▶ **Goal**:
Copy the material below, switching every "bare tree branch" to "leafless branch" and keeping everything else the same.
--- BEGIN Input rows ---
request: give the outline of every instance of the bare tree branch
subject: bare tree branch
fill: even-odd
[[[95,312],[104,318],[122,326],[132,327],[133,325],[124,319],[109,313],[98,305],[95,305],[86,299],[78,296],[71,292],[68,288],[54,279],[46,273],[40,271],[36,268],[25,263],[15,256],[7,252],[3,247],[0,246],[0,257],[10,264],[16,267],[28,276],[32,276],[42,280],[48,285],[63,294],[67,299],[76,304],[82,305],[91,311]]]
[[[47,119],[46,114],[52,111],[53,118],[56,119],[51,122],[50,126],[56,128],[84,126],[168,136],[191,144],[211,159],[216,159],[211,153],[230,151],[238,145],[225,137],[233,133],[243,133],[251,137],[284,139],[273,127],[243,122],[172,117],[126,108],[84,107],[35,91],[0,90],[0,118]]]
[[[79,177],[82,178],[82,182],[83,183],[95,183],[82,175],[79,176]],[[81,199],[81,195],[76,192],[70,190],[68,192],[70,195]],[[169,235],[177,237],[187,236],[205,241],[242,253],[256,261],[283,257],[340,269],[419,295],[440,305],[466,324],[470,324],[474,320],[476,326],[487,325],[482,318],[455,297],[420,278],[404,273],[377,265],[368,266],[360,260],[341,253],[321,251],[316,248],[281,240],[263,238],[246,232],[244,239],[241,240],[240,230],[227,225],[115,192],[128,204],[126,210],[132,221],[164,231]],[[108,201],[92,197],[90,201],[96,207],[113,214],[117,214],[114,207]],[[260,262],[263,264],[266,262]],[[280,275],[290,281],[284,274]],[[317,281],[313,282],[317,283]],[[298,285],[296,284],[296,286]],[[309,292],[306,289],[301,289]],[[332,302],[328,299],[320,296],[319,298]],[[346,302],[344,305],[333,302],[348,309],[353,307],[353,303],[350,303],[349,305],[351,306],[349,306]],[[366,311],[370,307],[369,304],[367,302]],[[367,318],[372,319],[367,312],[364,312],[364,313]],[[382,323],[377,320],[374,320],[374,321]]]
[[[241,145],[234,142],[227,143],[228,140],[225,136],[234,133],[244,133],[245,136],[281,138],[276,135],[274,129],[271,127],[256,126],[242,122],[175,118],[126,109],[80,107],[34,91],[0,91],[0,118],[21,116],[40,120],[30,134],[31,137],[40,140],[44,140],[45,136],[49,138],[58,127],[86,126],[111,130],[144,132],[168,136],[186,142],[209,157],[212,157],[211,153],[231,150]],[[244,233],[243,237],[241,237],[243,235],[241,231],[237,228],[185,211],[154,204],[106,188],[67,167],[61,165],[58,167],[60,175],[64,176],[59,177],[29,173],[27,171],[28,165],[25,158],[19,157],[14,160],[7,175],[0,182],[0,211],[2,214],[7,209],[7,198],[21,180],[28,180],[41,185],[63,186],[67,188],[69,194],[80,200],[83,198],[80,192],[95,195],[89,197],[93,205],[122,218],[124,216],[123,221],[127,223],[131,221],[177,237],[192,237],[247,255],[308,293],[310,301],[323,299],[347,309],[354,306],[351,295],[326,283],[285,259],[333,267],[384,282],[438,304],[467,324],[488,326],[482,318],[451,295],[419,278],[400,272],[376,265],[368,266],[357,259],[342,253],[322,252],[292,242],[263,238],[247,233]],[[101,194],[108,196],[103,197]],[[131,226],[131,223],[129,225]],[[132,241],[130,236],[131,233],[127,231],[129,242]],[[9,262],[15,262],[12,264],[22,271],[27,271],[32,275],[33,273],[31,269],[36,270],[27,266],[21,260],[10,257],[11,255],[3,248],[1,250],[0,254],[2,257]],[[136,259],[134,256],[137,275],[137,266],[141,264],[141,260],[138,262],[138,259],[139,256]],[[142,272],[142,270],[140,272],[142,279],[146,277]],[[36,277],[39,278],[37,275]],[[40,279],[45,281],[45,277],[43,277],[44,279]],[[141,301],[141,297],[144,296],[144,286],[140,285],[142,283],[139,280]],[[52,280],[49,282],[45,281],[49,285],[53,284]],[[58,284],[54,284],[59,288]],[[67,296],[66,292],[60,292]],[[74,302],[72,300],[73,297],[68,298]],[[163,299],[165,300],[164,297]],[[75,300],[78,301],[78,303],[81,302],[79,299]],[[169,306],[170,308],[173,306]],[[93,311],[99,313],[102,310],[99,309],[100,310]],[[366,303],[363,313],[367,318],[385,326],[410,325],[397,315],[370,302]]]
--- END Input rows ---
▶ **Worked solution**:
request: give the outline of every instance of the leafless branch
subject: leafless branch
fill: even-odd
[[[95,312],[104,318],[122,326],[132,327],[133,325],[124,319],[109,313],[98,305],[95,305],[86,299],[78,296],[71,292],[68,288],[54,279],[46,273],[40,271],[36,268],[25,263],[15,256],[7,252],[3,247],[0,246],[0,257],[10,264],[16,267],[28,276],[32,276],[42,280],[48,285],[63,294],[67,299],[76,304],[82,305],[91,311]]]
[[[47,119],[46,114],[52,111],[53,118],[56,119],[51,122],[50,126],[56,128],[84,126],[168,136],[191,144],[211,159],[216,159],[211,153],[230,151],[238,145],[225,137],[233,133],[243,133],[251,137],[284,139],[273,127],[243,122],[172,117],[126,108],[84,107],[35,91],[0,90],[0,118]]]
[[[79,177],[82,178],[82,182],[83,183],[95,183],[82,175],[79,176]],[[81,199],[81,195],[76,192],[70,190],[68,192],[70,195]],[[169,235],[177,237],[187,236],[205,241],[242,253],[256,261],[283,257],[340,269],[419,295],[440,305],[466,324],[470,324],[474,320],[476,326],[487,325],[482,318],[455,297],[420,278],[404,273],[377,265],[368,266],[360,260],[341,253],[321,251],[316,248],[281,240],[263,238],[246,232],[244,239],[241,240],[240,230],[227,225],[115,192],[128,204],[126,210],[132,221],[164,231]],[[108,201],[92,197],[90,201],[96,207],[113,214],[117,214],[114,207]],[[260,262],[263,264],[266,262]],[[280,275],[290,281],[284,274]],[[317,281],[313,282],[317,283]],[[298,285],[296,284],[296,286]],[[309,292],[306,289],[301,289]],[[332,302],[328,299],[320,296],[319,298]],[[346,302],[344,305],[333,302],[348,309],[353,307],[353,303],[350,303],[349,305],[351,306],[349,306]],[[366,311],[370,307],[369,304],[367,302]],[[367,318],[372,319],[367,312],[364,312],[364,313]],[[382,323],[377,320],[374,320],[374,321]]]
[[[241,145],[234,142],[227,143],[228,140],[225,136],[234,133],[244,133],[245,136],[281,138],[276,135],[274,129],[271,127],[256,126],[242,122],[175,118],[126,109],[80,107],[34,91],[0,91],[0,118],[21,116],[40,120],[30,134],[31,137],[40,140],[44,140],[45,136],[49,138],[58,127],[86,126],[111,130],[144,132],[168,136],[186,142],[209,157],[212,157],[211,153],[231,150]],[[244,233],[243,237],[241,237],[243,235],[241,231],[237,228],[185,211],[154,204],[106,188],[67,167],[61,165],[58,167],[60,175],[64,176],[59,177],[29,173],[27,171],[28,165],[25,158],[19,157],[14,160],[7,175],[0,182],[0,211],[2,214],[7,209],[7,198],[21,180],[28,180],[41,185],[63,186],[67,188],[69,194],[80,200],[83,198],[80,192],[95,195],[89,197],[93,205],[122,218],[124,216],[123,221],[127,223],[131,221],[177,237],[192,237],[247,255],[308,293],[310,301],[323,299],[347,309],[354,306],[351,295],[326,283],[285,259],[333,267],[384,282],[438,304],[467,324],[488,326],[482,318],[451,295],[419,278],[400,272],[376,265],[368,266],[357,259],[342,253],[322,252],[292,242],[263,238],[247,233]],[[101,194],[108,196],[103,197]],[[131,226],[131,223],[129,225]],[[132,241],[130,236],[131,233],[127,231],[129,242]],[[9,262],[15,262],[12,264],[22,271],[27,271],[32,275],[33,273],[31,269],[36,270],[27,266],[21,260],[10,257],[11,255],[3,248],[1,250],[0,254],[2,257]],[[136,259],[134,256],[137,275],[137,266],[141,264],[141,260],[138,262],[138,259],[139,256]],[[142,272],[142,270],[140,272],[142,279],[146,277]],[[36,277],[39,278],[37,275]],[[40,279],[45,281],[45,277],[43,277],[44,279]],[[141,301],[141,297],[144,296],[144,286],[140,285],[142,283],[139,280]],[[52,280],[49,282],[45,281],[49,285],[53,284]],[[58,284],[54,284],[59,288]],[[67,296],[66,292],[60,292]],[[74,302],[72,300],[73,297],[68,298]],[[163,299],[165,300],[164,297]],[[75,300],[78,301],[78,303],[81,302],[79,299]],[[169,306],[170,308],[173,306]],[[93,311],[99,313],[102,310],[99,309],[100,310]],[[366,303],[363,313],[367,318],[385,326],[410,325],[397,315],[370,302]]]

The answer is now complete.